**DATA FOR ANALYSIS**
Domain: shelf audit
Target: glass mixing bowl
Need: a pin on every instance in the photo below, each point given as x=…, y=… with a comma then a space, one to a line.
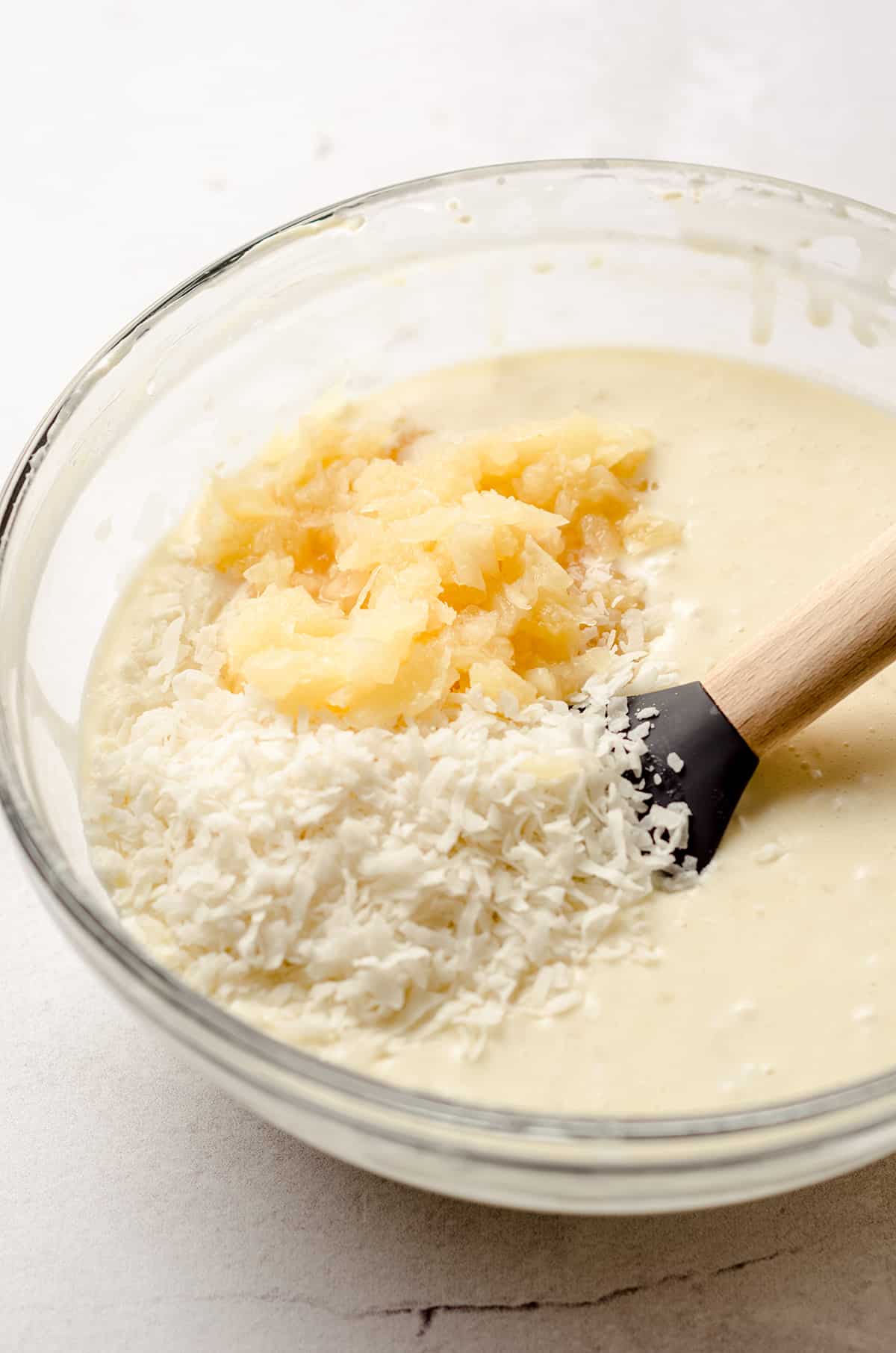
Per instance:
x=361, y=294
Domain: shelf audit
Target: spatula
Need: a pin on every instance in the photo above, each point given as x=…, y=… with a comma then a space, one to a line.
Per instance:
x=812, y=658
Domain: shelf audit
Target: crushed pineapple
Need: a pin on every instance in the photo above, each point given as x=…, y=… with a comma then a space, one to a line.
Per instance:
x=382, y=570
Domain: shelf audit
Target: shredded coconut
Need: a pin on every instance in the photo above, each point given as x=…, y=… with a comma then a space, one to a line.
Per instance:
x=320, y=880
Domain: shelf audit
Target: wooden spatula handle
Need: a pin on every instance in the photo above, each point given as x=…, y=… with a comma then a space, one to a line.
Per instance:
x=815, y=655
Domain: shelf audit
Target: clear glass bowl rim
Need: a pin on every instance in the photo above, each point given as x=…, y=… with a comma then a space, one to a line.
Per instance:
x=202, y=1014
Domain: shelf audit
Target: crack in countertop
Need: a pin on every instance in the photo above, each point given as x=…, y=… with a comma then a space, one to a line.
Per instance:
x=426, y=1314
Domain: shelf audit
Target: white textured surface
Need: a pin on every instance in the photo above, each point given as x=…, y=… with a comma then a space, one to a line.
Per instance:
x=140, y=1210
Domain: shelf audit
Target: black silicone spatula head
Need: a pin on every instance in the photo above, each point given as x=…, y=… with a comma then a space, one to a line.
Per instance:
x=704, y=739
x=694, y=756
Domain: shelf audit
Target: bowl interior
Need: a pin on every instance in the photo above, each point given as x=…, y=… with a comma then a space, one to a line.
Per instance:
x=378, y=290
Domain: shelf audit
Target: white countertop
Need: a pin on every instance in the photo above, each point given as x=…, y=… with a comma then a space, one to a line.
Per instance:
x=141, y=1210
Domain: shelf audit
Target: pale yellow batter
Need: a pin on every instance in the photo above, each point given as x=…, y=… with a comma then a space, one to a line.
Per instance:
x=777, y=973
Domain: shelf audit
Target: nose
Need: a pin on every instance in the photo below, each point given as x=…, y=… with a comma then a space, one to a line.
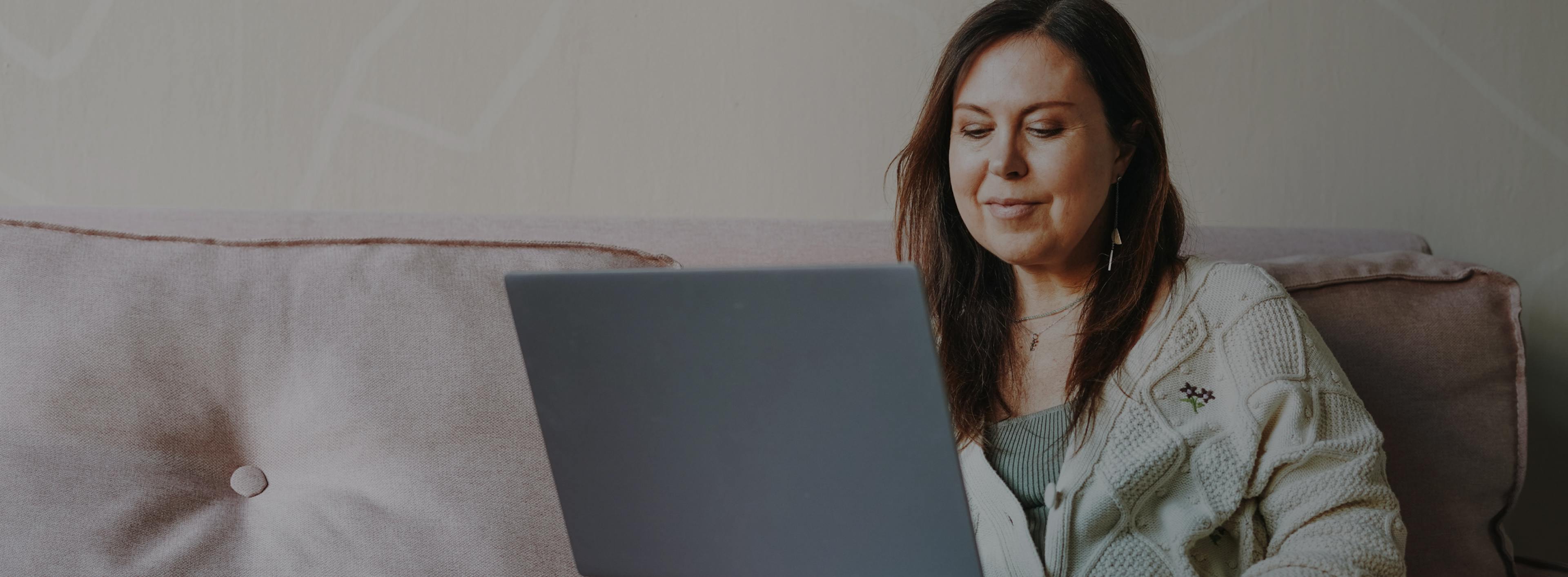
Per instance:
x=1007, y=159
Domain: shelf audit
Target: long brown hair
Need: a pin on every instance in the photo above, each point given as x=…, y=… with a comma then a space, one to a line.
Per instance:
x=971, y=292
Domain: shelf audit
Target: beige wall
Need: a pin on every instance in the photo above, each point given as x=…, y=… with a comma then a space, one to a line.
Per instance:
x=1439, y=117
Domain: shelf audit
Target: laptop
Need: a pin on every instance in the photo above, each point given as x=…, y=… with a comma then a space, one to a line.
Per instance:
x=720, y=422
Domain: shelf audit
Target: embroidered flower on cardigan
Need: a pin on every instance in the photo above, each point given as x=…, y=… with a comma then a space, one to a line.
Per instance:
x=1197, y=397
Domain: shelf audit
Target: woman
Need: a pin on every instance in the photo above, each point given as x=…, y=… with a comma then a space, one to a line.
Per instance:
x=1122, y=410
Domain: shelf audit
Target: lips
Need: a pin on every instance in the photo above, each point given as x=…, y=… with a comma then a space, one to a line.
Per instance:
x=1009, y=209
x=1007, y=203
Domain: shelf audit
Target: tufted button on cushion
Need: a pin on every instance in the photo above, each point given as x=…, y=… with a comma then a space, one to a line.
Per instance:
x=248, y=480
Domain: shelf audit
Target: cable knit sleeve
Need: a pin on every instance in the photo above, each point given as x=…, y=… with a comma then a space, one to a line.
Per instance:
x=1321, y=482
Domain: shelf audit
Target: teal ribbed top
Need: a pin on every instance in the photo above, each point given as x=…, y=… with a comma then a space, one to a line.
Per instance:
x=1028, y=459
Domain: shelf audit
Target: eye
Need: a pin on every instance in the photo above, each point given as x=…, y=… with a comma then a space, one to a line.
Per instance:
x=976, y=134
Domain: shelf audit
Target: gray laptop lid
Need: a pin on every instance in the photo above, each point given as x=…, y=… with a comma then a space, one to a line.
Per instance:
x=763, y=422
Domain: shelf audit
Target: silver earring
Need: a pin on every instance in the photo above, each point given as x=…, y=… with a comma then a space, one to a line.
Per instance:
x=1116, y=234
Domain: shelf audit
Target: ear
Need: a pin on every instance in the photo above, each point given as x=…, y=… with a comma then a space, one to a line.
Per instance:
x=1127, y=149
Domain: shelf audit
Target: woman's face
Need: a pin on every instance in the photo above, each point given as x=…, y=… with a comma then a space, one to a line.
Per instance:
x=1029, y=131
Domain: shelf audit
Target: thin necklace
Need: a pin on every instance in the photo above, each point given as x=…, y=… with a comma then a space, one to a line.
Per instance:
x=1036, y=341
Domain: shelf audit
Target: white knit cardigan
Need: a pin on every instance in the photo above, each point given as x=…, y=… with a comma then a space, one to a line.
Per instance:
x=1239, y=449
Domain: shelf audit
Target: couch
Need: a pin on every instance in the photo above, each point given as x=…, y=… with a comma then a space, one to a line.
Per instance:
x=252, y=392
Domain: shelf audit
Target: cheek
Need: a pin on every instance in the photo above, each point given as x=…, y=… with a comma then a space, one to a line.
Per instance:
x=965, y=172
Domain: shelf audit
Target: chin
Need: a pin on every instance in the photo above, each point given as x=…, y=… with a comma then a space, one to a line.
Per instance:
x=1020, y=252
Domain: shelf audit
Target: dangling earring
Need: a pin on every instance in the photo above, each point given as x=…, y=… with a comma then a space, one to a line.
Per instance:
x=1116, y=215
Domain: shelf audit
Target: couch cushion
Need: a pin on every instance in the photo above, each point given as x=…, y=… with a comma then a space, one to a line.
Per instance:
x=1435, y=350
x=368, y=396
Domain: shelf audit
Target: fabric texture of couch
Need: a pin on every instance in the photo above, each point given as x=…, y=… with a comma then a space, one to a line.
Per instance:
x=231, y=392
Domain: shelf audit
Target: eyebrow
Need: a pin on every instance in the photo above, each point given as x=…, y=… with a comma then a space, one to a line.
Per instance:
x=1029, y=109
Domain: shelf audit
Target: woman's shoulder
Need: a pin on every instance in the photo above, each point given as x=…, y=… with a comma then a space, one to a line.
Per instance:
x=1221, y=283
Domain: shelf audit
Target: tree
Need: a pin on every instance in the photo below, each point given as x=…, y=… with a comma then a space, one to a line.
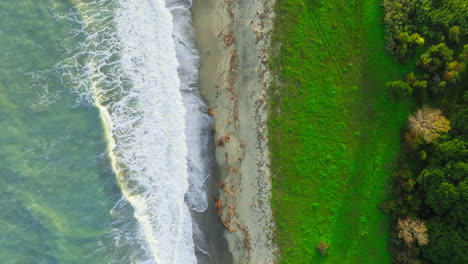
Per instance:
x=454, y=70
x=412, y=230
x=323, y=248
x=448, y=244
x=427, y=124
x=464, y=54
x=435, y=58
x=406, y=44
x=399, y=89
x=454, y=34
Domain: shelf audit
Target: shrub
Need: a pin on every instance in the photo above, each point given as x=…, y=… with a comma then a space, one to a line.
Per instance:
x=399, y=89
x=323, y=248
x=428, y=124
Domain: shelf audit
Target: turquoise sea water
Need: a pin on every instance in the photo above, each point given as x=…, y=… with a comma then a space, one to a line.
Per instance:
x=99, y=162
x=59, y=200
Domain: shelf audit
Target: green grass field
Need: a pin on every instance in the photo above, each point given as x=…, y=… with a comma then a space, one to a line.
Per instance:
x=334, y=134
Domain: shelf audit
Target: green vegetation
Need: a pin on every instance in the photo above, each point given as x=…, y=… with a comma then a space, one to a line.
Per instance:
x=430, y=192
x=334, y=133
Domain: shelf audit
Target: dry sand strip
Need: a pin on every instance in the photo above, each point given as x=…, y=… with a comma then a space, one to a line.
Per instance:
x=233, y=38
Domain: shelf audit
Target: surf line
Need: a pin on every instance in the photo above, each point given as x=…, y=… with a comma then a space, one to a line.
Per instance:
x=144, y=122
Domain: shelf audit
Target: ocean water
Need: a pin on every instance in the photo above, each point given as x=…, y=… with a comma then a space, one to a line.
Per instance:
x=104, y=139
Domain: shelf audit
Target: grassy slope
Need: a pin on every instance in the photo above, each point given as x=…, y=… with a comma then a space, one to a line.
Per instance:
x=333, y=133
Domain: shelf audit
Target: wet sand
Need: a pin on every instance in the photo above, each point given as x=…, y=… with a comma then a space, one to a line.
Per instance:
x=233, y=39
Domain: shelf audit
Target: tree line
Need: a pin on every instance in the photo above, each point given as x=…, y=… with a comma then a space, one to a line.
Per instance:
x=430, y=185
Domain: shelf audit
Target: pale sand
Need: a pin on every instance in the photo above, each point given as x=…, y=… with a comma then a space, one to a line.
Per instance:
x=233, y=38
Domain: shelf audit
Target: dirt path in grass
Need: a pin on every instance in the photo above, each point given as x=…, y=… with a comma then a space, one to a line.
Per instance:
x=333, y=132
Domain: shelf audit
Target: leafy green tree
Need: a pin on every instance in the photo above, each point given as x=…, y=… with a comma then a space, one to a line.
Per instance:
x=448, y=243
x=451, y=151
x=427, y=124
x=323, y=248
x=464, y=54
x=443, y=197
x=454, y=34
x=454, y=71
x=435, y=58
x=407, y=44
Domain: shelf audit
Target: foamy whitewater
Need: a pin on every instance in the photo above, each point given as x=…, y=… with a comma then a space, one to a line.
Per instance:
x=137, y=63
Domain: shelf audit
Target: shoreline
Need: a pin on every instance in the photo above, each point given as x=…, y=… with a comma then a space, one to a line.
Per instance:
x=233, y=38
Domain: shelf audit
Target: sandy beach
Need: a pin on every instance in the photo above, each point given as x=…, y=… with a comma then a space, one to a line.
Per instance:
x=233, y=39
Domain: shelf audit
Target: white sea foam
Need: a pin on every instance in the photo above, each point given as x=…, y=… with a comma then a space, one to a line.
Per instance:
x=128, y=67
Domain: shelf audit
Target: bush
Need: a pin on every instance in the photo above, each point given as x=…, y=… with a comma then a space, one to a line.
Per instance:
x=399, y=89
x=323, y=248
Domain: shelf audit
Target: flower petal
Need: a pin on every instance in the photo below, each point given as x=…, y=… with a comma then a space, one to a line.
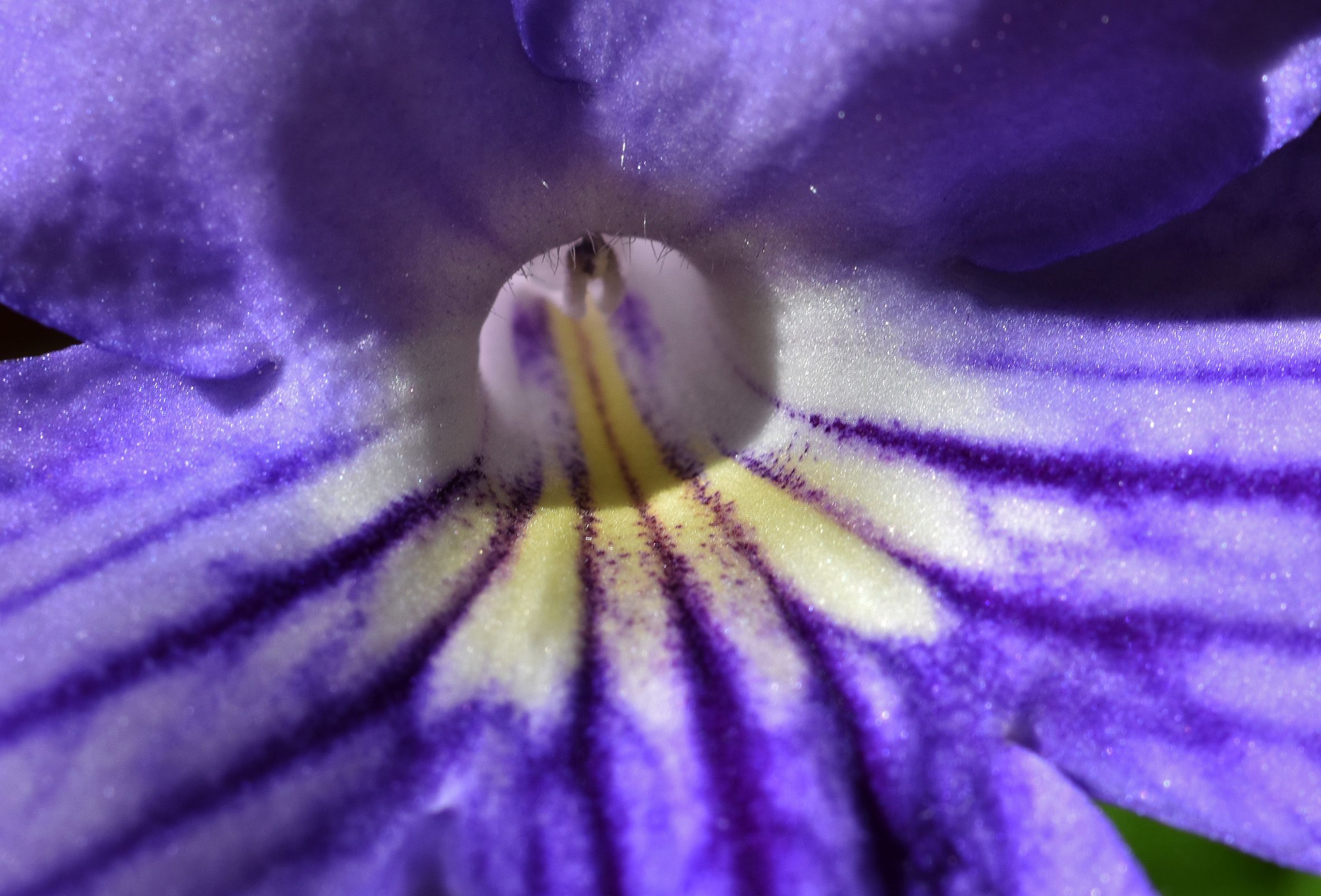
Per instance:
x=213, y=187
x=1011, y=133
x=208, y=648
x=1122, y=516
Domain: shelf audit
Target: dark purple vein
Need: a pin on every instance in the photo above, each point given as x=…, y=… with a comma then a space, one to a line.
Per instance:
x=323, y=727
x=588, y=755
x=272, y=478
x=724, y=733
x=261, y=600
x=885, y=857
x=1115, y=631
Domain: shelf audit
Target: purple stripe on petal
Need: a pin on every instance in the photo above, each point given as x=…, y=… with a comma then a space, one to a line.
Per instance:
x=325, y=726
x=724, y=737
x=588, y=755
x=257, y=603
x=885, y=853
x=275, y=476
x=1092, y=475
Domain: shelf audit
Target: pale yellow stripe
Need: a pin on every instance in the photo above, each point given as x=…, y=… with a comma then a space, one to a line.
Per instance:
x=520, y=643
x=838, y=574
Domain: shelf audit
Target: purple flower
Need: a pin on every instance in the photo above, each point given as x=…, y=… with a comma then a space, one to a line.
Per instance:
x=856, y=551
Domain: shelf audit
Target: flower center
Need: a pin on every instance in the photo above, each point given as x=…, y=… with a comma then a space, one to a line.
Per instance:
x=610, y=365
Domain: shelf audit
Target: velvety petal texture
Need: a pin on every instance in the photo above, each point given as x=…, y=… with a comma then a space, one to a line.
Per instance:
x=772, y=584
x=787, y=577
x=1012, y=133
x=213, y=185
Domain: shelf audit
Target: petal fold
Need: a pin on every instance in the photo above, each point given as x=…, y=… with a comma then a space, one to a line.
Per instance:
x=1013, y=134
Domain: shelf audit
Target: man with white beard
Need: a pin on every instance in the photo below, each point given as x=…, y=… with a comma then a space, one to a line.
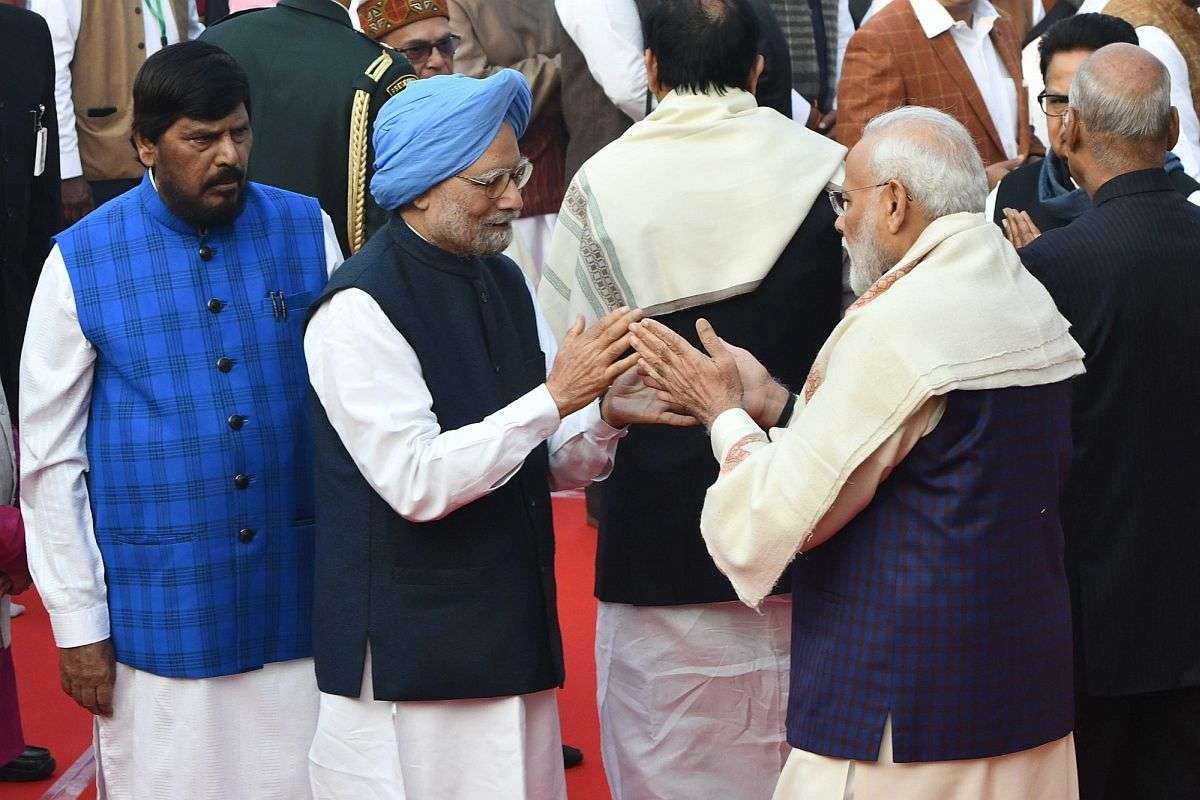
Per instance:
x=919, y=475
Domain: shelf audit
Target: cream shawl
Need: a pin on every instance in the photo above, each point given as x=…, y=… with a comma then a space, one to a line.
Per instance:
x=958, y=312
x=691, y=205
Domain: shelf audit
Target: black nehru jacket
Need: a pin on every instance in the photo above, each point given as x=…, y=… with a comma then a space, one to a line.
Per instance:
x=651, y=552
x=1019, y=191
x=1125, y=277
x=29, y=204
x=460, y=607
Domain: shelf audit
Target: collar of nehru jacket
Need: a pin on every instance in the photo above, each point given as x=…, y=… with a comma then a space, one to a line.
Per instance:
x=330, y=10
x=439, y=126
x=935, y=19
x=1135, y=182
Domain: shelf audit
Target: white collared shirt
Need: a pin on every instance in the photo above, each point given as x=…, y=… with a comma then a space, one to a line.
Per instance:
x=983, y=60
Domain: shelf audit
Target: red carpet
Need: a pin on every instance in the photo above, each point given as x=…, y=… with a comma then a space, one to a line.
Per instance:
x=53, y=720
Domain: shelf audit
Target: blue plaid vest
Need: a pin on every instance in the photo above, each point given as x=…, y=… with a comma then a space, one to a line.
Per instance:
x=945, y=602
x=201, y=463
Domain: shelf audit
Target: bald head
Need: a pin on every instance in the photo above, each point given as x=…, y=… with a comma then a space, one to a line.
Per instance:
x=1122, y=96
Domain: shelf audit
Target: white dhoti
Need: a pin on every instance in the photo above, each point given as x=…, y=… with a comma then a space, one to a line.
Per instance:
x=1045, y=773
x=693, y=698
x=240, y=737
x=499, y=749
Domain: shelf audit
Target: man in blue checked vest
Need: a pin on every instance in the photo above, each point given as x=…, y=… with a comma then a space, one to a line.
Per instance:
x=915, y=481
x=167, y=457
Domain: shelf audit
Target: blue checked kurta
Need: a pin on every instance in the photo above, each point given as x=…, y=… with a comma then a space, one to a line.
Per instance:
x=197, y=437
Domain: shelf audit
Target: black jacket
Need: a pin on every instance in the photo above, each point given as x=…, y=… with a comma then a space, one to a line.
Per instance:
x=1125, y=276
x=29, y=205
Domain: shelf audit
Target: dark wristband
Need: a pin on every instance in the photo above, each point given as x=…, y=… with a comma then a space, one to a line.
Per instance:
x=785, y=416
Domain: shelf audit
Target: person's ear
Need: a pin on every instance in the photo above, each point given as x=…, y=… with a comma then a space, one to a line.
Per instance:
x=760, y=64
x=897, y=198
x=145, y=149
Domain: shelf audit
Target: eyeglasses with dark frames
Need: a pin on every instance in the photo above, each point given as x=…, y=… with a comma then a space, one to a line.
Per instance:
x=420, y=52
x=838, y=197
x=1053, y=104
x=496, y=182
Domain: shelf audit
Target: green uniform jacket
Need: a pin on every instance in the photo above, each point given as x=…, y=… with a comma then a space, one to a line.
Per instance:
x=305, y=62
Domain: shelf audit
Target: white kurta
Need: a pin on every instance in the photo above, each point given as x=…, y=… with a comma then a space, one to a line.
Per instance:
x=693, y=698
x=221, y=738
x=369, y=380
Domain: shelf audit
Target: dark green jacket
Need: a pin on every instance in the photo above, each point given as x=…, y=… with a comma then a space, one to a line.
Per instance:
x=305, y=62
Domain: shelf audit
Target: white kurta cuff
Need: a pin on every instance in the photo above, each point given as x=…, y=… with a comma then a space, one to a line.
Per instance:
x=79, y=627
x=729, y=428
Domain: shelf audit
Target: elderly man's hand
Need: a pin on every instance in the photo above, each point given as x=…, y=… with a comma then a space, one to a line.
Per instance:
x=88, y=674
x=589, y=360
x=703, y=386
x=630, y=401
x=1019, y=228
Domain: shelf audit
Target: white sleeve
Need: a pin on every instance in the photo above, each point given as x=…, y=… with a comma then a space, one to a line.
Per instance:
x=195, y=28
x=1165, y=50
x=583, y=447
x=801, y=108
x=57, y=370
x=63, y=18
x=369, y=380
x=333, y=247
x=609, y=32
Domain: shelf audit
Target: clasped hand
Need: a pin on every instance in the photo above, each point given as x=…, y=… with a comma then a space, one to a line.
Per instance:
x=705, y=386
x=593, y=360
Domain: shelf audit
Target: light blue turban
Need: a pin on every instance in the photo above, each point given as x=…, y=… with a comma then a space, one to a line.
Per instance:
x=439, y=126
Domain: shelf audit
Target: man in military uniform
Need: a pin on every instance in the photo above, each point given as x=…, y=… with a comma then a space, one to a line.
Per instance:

**TASK TO CARRY OUT**
Locate all lines in the listing above with the word "sleeve" and copy them.

**TASK RESULT**
Target: cable knit sleeve
Target: white sleeve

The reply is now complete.